▶ Instructions for the task
Write out the material below exactly, beginning at the line that contains "Objective: one point per instance of the spectator" and ending with its last line, both ends included; write nothing else.

━━━━━ Available records ━━━━━

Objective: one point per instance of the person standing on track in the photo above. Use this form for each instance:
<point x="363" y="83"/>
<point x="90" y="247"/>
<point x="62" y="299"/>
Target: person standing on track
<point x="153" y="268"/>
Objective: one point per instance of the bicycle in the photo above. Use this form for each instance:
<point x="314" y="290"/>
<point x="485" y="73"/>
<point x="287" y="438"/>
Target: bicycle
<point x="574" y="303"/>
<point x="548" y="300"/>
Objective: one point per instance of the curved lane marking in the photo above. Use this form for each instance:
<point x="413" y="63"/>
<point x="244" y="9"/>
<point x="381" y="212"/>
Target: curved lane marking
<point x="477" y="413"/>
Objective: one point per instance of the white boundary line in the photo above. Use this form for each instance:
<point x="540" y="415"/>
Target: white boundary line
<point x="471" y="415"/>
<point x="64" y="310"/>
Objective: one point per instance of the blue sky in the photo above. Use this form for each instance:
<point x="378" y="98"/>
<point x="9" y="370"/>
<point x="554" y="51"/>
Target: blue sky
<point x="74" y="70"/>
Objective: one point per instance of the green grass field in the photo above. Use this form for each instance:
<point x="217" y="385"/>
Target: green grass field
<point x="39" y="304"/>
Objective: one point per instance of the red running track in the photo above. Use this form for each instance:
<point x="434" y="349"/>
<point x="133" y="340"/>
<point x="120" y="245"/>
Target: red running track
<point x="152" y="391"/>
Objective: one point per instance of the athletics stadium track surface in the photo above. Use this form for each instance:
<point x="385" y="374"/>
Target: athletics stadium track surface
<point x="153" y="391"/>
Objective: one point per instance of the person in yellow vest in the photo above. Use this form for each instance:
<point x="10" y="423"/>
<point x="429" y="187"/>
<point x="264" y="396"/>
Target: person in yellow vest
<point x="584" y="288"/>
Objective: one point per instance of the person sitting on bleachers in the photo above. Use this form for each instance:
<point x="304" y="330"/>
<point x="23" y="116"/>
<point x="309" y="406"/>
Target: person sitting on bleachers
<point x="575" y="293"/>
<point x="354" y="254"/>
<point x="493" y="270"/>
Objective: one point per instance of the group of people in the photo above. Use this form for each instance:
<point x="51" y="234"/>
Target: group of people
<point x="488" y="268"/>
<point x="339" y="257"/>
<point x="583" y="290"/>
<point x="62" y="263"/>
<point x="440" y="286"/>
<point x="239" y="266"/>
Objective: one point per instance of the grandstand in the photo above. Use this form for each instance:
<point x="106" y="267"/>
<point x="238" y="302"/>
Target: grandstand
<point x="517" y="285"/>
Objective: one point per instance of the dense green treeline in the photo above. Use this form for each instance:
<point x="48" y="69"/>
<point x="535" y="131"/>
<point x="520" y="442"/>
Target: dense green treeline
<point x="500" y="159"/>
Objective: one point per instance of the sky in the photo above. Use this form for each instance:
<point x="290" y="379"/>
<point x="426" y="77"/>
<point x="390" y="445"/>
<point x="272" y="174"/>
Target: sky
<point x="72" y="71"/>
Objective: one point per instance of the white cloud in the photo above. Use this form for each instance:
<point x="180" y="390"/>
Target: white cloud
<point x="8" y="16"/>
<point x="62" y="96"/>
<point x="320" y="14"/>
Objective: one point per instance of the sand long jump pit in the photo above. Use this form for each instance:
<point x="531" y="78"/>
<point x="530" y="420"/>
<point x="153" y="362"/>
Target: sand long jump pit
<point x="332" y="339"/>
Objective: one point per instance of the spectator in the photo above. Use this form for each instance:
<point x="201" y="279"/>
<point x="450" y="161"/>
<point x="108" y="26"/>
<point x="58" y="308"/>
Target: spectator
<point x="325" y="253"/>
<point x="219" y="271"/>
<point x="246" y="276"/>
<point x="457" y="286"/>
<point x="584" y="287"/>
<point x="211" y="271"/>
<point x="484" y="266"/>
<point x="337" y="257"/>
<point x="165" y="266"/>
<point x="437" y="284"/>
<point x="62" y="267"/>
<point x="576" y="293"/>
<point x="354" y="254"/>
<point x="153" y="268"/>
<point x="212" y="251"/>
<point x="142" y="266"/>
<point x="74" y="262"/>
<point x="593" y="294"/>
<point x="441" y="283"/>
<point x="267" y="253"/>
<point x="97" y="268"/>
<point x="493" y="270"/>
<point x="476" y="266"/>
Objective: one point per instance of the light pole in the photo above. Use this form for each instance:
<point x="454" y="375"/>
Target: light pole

━━━━━

▶ Answer
Objective: one point per instance of the spectator in the photo above. Use this form for each instance:
<point x="201" y="279"/>
<point x="450" y="161"/>
<point x="108" y="26"/>
<point x="58" y="308"/>
Target: spectator
<point x="325" y="253"/>
<point x="219" y="271"/>
<point x="246" y="276"/>
<point x="457" y="286"/>
<point x="584" y="287"/>
<point x="211" y="271"/>
<point x="484" y="266"/>
<point x="337" y="257"/>
<point x="165" y="266"/>
<point x="437" y="284"/>
<point x="62" y="267"/>
<point x="576" y="293"/>
<point x="354" y="254"/>
<point x="153" y="268"/>
<point x="212" y="251"/>
<point x="142" y="266"/>
<point x="74" y="262"/>
<point x="593" y="294"/>
<point x="441" y="283"/>
<point x="267" y="253"/>
<point x="97" y="268"/>
<point x="493" y="270"/>
<point x="476" y="266"/>
Objective: one point per instance of the light pole in the photo above. Use this form for each instance:
<point x="454" y="375"/>
Target: light pole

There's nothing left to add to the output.